CITY OF SAN ANTONIO and Mayor Bill Thornton, in his official capacity only, Appellants, v. Kevin SCOTT, Appellee.
Mayor Bill Thornton, in his Official Capacity only, and the City of San Antonio (“City”) appeal a judgment rendered in favor of Kevin Scott (“Scott”), ordering the City to promote Scott to the rank of captain in the San Antonio Fire Department and awarding Scott back pay, lost benefits, reasonable attorneys' fees and costs. In three points of error, the City asserts two issues: (1) the trial court erred in concluding that the City was bound by section 143.014 of the Local Government Code; and (2) the trial court erred in concluding that the collective bargaining agreement was ambiguous and in finding that the fire chief was required to make appointments to vacancies in assistant fire chief positions within ninety days. We affirm the trial court's judgment.
Factual and Procedural History
On March 1, 1994, Scott took the promotional exam for captain and was ranked twenty-first on the eligibility list as a result of his test score. The eligibility list expired on February 28, 1995. Before the expiration date, twenty vacancies occurred in captain positions, leaving Scott first on the eligibility list.
In July of 1994, an assistant fire chief retired. At that time, the vacancy in the assistant fire chief position could only be filled by a deputy chief or captain. The assistant fire chief vacancy was not filled until May 20, 1995, after the March 1, 1994, eligibility list expired.
Scott subsequently sued the City, alleging that the City violated the terms of the Civil Service Act which requires vacancies in the position of assistant fire chief to be filled within ninety days. If the ninety day requirement had been met, the appointment to the assistant fire chief vacancy would have been made by October 27, 1994, and a vacancy in a captain's position would have been created that Scott would have received.

--- Given entries ---

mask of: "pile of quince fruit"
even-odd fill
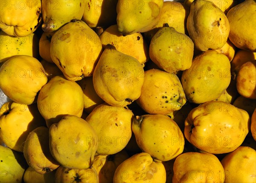
[[[0,183],[256,182],[255,0],[0,3]]]

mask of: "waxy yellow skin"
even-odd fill
[[[116,50],[135,58],[143,65],[149,59],[148,47],[140,32],[124,36],[115,24],[107,28],[99,37],[103,49],[111,44]]]
[[[222,48],[227,40],[230,24],[225,14],[209,1],[194,1],[186,27],[195,48],[205,51]]]
[[[223,183],[225,175],[221,163],[214,155],[185,152],[174,162],[172,183]]]
[[[131,136],[133,117],[129,109],[106,103],[93,109],[85,120],[99,136],[97,155],[113,155],[125,147]]]
[[[155,69],[145,71],[141,94],[136,101],[146,112],[171,115],[186,101],[182,85],[176,74]]]
[[[193,54],[194,43],[191,39],[172,27],[160,28],[152,38],[149,45],[150,59],[169,73],[189,68]]]
[[[86,1],[81,20],[92,28],[108,27],[116,23],[117,0]]]
[[[12,149],[23,152],[29,133],[38,127],[45,126],[45,121],[35,103],[28,105],[10,101],[1,107],[1,142]]]
[[[181,82],[187,100],[202,104],[218,98],[227,88],[231,79],[227,57],[215,50],[208,50],[194,57],[191,67],[183,72]]]
[[[112,183],[117,166],[129,157],[125,149],[113,155],[95,156],[93,167],[99,176],[99,182]]]
[[[54,34],[54,32],[44,32],[39,39],[39,54],[42,58],[46,61],[53,63],[51,58],[51,40]]]
[[[99,183],[99,177],[93,166],[87,169],[70,169],[60,166],[55,174],[55,183]]]
[[[113,106],[125,107],[140,96],[144,80],[143,65],[134,57],[106,45],[93,75],[95,91]]]
[[[28,55],[17,55],[0,68],[0,88],[15,102],[29,105],[47,82],[44,69],[38,60]]]
[[[253,139],[256,141],[256,108],[251,118],[250,130]]]
[[[119,0],[116,5],[118,31],[124,35],[144,32],[157,23],[163,0]]]
[[[98,137],[84,119],[74,115],[65,115],[51,126],[49,137],[51,154],[61,165],[87,169],[93,165]]]
[[[230,41],[239,48],[253,52],[256,52],[256,8],[255,0],[246,0],[233,7],[227,14],[230,25]],[[244,22],[246,23],[243,23]]]
[[[154,28],[144,33],[147,40],[150,42],[155,34],[165,23],[173,27],[177,32],[187,34],[186,19],[188,13],[183,3],[179,2],[165,1],[159,14],[159,20]]]
[[[96,106],[104,103],[103,100],[96,93],[93,76],[86,77],[81,80],[77,81],[84,93],[84,110],[90,114]]]
[[[92,76],[102,46],[95,32],[84,22],[75,20],[53,34],[50,51],[52,61],[65,77],[76,81]]]
[[[39,57],[39,39],[36,34],[32,33],[23,37],[15,37],[0,30],[0,63],[17,55]]]
[[[137,116],[132,128],[138,146],[156,159],[168,161],[183,152],[185,141],[182,132],[167,115]]]
[[[136,154],[116,168],[113,183],[165,183],[166,172],[163,163],[146,152]]]
[[[0,28],[7,34],[16,37],[26,36],[41,25],[43,19],[41,0],[1,2]]]
[[[82,0],[42,0],[42,29],[45,32],[53,32],[73,19],[81,20],[85,3]]]
[[[83,91],[76,82],[63,75],[53,77],[40,90],[38,108],[48,128],[67,114],[81,117],[84,109]]]
[[[56,169],[47,174],[40,174],[29,166],[25,171],[23,180],[26,183],[55,183],[55,172]]]
[[[253,148],[240,146],[226,155],[221,162],[227,173],[225,183],[256,182],[256,151]]]
[[[28,164],[40,174],[49,173],[59,166],[50,152],[49,131],[46,127],[38,127],[29,133],[24,143],[23,154]]]
[[[236,88],[241,95],[256,99],[256,60],[241,65],[236,77]]]
[[[207,102],[190,111],[185,121],[184,135],[201,150],[215,154],[228,153],[243,143],[250,120],[246,111],[230,104]]]
[[[2,145],[0,145],[0,166],[3,174],[1,182],[23,182],[23,175],[28,166],[23,155]]]

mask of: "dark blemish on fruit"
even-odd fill
[[[194,124],[192,124],[192,125],[191,125],[191,130],[190,130],[190,131],[189,131],[189,133],[192,132],[192,129],[193,129],[193,128],[194,128],[194,127],[195,126],[194,126]]]

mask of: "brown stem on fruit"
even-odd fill
[[[107,45],[106,45],[105,49],[109,49],[110,50],[116,50],[116,47],[115,47],[115,46],[113,46],[111,44],[108,44]]]
[[[43,168],[43,169],[42,169],[42,170],[43,172],[46,172],[46,173],[49,173],[49,172],[51,172],[51,169],[50,169],[49,167],[45,167],[45,168]]]
[[[133,100],[130,99],[125,99],[125,101],[128,101],[128,102],[132,102]]]
[[[133,123],[140,127],[140,125],[142,123],[142,121],[143,118],[144,117],[142,116],[137,115],[135,118],[134,118]]]
[[[71,20],[70,21],[70,22],[76,22],[77,21],[79,21],[79,20],[78,19],[76,19],[76,18],[74,18],[74,19]]]

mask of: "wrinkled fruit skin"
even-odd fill
[[[225,183],[256,181],[256,151],[253,148],[240,146],[228,153],[221,162],[225,172],[228,172]]]
[[[185,152],[174,162],[172,183],[223,183],[225,175],[221,163],[214,155]]]
[[[180,110],[186,101],[176,74],[159,69],[145,71],[141,94],[136,101],[147,113],[169,115]]]
[[[250,120],[246,111],[228,103],[207,102],[190,111],[185,121],[184,135],[201,150],[228,153],[241,144],[248,133]]]
[[[183,72],[181,79],[188,101],[198,104],[218,98],[230,81],[229,59],[215,50],[196,56],[191,67]]]
[[[84,120],[74,115],[65,115],[51,126],[49,136],[50,152],[61,165],[87,169],[93,165],[98,137]]]

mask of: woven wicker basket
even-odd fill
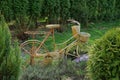
[[[89,33],[86,33],[86,32],[80,32],[80,41],[81,42],[87,42],[88,39],[90,37],[90,34]]]

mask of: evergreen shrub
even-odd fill
[[[120,28],[108,31],[89,52],[90,80],[120,80]]]
[[[11,45],[11,35],[4,17],[0,15],[0,80],[18,80],[20,49]]]

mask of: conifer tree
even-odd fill
[[[20,70],[18,44],[11,45],[11,35],[4,17],[0,15],[0,80],[18,80]]]
[[[60,0],[60,18],[64,24],[70,17],[70,0]]]
[[[44,0],[42,15],[48,17],[49,23],[57,23],[60,17],[60,0]]]

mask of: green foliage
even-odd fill
[[[44,0],[42,15],[48,17],[49,23],[57,23],[60,16],[60,0]]]
[[[120,28],[108,31],[89,53],[88,76],[91,80],[120,79]]]
[[[4,14],[7,21],[13,19],[12,0],[0,0],[0,12]]]
[[[11,35],[4,17],[0,16],[0,80],[18,80],[20,49],[11,45]]]
[[[70,17],[70,0],[60,0],[60,20],[65,23]]]
[[[85,62],[76,64],[68,59],[54,61],[48,66],[39,63],[23,71],[21,80],[63,80],[63,77],[80,80],[85,78],[85,67]]]

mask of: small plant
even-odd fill
[[[23,71],[21,80],[64,80],[68,77],[84,80],[85,67],[85,62],[77,64],[68,59],[55,61],[47,66],[36,64]]]
[[[95,42],[87,68],[90,80],[120,79],[120,28],[108,31]]]

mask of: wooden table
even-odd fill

--- Aim of the task ---
Condense the paragraph of the court opinion beginning "On March 1, 1994, Scott took the promotional exam" into a short bulleted list that keeps its main facts.

--- Task answer ---
- Scott took the captain's promotional exam on March 1, 1994.
- His test score placed him twenty-first on the eligibility list.
- The list expired on February 28, 1995.
- Twenty captain vacancies occurred before that date, which moved Scott to first on the list.